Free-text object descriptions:
= = =

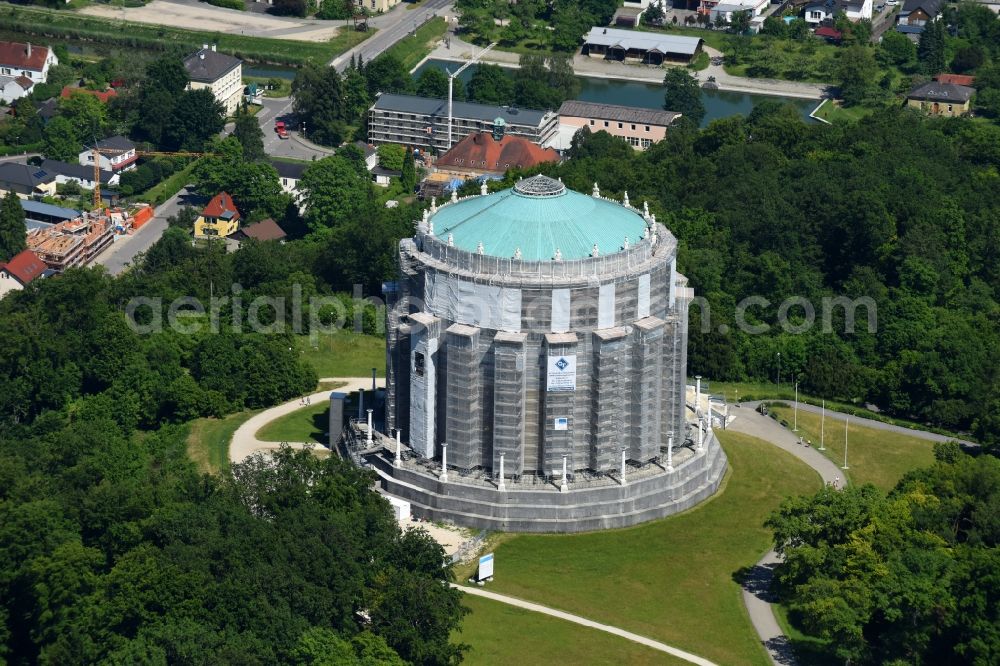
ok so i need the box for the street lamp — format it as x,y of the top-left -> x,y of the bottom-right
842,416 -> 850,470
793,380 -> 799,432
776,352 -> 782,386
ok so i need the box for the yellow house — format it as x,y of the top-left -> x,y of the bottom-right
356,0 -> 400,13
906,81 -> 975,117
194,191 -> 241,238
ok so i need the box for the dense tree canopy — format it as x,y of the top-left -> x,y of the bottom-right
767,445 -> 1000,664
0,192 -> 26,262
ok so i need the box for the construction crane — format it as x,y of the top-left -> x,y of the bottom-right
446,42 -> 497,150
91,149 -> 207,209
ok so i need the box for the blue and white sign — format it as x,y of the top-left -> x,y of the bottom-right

= = =

**Problem description:**
Output exactly the lines between the one containing "ok so i need the box for the yellow" and the final line above, both inclusive.

**Written solution:**
ok so i need the box for the yellow house — format it as x,y of the top-left -> x,y of the bottom-right
356,0 -> 400,13
906,81 -> 975,117
194,191 -> 241,238
ok so i need the box for the dense tree canopy — format it as x,y of the top-left -> x,y of the bottom-right
767,445 -> 1000,664
0,192 -> 26,262
ok so i need the box for the construction crane — format it as x,y of the top-left -> x,y of the bottom-right
446,42 -> 497,150
91,149 -> 207,209
ok so i need the box for the blue and white sign — format it as x,y of the top-left -> x,y of the bottom-right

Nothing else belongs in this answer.